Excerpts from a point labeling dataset
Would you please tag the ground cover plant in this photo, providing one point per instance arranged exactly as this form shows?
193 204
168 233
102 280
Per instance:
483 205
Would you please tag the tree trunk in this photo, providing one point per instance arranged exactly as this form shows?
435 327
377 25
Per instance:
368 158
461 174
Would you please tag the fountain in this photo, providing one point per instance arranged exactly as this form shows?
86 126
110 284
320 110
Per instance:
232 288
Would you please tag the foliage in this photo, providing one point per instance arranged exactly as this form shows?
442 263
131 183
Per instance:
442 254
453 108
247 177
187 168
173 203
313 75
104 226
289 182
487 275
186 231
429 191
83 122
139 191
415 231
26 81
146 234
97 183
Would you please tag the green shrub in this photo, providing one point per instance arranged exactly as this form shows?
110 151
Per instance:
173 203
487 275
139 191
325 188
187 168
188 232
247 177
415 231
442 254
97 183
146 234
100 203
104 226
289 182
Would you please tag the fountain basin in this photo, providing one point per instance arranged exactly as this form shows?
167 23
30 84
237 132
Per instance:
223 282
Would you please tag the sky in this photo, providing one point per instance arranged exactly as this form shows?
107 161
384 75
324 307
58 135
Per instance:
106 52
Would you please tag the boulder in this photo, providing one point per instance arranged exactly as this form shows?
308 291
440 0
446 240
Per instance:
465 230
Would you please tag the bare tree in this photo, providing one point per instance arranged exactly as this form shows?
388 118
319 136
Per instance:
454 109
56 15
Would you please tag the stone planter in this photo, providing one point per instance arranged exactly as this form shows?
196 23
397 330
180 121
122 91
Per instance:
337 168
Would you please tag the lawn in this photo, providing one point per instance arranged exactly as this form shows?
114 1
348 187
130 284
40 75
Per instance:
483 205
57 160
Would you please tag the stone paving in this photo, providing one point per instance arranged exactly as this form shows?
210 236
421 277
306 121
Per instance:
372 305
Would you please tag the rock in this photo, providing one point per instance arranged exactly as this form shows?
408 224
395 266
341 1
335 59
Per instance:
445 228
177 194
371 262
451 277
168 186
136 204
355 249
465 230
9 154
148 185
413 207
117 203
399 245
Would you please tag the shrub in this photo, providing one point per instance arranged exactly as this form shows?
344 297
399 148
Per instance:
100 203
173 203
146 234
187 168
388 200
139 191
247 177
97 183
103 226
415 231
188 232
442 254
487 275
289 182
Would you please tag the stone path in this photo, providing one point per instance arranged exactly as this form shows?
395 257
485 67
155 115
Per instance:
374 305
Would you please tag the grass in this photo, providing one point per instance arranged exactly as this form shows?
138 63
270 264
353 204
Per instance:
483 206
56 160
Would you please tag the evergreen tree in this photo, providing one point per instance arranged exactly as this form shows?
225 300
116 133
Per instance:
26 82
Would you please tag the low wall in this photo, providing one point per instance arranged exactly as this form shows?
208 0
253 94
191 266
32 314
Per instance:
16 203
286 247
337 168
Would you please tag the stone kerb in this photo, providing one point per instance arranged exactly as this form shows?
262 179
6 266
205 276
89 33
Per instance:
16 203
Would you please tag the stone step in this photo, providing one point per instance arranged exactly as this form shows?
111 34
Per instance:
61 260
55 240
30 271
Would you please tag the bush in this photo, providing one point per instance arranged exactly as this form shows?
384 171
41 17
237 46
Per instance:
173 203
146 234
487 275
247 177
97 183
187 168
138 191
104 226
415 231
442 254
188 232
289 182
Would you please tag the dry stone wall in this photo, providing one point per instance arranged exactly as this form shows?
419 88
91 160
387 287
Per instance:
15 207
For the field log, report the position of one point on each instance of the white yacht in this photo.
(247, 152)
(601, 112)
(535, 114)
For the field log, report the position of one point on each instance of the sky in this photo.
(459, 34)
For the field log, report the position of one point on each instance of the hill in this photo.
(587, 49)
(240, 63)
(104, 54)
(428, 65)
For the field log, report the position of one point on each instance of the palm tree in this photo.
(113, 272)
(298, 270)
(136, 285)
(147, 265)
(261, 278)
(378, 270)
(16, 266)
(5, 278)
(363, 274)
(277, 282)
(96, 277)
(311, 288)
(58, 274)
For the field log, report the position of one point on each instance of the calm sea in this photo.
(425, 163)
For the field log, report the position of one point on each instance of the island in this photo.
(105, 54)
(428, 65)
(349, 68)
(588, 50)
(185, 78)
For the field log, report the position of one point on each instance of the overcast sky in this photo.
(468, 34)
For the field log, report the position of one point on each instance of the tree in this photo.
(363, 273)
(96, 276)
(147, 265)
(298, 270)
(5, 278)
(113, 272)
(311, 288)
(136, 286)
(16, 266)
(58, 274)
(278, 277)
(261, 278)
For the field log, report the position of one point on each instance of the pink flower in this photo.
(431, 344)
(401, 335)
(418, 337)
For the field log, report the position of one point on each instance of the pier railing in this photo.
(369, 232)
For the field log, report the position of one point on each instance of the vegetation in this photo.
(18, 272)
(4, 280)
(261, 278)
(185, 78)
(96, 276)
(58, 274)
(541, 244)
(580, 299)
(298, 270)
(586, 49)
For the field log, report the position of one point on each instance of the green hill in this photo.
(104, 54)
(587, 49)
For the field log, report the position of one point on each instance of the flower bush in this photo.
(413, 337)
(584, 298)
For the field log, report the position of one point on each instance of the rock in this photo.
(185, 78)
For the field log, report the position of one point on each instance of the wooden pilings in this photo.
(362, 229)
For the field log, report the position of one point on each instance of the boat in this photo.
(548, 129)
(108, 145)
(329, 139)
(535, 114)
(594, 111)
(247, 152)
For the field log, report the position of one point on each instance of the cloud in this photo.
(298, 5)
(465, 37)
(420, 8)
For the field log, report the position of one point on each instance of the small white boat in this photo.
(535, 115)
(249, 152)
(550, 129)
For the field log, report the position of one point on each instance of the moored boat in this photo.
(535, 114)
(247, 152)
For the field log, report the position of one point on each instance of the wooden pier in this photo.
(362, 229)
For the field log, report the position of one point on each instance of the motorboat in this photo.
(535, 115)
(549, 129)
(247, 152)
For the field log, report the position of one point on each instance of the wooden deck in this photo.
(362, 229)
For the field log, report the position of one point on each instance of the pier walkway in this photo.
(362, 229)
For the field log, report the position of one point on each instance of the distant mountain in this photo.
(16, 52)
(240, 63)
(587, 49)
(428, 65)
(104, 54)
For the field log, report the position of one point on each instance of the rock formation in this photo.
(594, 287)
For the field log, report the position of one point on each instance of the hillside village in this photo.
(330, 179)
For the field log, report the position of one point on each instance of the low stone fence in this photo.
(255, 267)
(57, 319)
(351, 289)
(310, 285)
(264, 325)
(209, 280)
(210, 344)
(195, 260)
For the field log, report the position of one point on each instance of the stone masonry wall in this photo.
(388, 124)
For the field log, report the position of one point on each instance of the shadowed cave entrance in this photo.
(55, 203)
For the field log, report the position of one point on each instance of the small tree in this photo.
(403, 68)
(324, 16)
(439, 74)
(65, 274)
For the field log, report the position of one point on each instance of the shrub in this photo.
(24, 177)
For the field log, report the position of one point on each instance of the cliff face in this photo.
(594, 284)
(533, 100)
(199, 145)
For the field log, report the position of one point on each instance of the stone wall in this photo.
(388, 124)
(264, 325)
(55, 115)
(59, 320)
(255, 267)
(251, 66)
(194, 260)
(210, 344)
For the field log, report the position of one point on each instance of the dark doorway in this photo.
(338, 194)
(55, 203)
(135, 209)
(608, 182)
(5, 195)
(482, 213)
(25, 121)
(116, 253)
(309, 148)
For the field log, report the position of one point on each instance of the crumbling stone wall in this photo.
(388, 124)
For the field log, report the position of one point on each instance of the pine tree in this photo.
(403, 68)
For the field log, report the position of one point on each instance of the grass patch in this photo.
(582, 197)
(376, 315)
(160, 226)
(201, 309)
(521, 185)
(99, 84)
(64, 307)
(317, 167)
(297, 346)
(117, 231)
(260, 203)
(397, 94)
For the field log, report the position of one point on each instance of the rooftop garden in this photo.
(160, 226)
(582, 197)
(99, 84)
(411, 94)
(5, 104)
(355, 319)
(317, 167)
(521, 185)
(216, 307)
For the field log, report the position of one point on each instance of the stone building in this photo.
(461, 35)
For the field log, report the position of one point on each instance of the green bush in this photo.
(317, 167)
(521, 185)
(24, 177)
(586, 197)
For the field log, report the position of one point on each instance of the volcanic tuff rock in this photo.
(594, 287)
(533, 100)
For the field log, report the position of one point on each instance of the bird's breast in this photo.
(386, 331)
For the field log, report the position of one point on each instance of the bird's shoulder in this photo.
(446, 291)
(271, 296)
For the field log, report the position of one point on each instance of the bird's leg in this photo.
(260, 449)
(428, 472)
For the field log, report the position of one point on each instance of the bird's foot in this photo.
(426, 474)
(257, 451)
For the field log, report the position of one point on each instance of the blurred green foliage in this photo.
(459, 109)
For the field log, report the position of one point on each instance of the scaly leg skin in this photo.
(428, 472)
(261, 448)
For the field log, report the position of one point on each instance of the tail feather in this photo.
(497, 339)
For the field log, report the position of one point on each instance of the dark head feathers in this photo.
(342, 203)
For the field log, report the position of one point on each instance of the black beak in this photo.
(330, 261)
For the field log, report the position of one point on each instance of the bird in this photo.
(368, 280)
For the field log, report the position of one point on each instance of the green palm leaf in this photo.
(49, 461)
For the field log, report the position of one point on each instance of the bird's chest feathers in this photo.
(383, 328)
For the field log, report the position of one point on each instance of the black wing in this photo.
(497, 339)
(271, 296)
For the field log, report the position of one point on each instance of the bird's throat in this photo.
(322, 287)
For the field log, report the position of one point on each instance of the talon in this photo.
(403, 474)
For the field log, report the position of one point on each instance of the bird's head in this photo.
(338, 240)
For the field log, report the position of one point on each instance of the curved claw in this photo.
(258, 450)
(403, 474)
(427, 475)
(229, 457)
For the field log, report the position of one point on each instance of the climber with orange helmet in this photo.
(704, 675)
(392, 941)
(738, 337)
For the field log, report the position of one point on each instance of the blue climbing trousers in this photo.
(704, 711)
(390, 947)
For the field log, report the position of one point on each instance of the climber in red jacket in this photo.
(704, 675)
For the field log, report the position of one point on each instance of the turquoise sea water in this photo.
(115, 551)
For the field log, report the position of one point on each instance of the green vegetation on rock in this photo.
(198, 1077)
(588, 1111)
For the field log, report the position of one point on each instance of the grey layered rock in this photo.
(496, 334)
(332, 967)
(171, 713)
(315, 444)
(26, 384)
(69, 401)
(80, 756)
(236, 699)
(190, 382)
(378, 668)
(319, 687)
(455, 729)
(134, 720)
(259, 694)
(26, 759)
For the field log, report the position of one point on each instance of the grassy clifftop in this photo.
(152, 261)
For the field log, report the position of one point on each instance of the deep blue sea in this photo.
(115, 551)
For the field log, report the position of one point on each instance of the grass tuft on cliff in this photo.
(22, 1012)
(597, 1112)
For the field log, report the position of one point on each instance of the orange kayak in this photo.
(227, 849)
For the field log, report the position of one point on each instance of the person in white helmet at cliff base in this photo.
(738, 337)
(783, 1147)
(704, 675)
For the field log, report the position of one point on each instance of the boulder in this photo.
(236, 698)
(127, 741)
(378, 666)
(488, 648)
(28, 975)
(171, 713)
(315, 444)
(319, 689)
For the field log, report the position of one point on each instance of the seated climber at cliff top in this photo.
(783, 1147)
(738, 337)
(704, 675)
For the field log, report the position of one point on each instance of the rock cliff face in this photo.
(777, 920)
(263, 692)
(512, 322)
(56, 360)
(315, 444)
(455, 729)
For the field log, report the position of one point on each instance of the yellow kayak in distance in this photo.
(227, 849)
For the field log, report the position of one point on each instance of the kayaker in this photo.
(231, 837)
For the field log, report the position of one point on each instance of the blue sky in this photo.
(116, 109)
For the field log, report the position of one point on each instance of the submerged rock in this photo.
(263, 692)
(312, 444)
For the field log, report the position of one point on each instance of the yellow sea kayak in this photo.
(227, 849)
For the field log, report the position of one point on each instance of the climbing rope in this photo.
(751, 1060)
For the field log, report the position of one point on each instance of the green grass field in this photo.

**WHAT THIS TASK INVOLVES**:
Put the stretch of the material from the line containing "kayaker in this photo." through the end of the material into a numbered list, leaving out any blank lines.

**SOLUTION**:
1. For the field log, report the position of one point on each instance of the kayaker in this photo.
2. (231, 837)
3. For the field log, report the position of one point on each instance of the blue sky in this photo.
4. (116, 109)
5. For the field log, report the position of one point on each instance of the submerged rock in this photo.
6. (263, 692)
7. (312, 444)
8. For the field log, report the position of one point on each instance of the yellow sea kayak in this photo.
9. (227, 849)
10. For the field log, report the position of one point on each instance of the climbing rope in this photo.
11. (751, 1060)
12. For the field log, report the position of one point on each instance of the green grass field in this photo.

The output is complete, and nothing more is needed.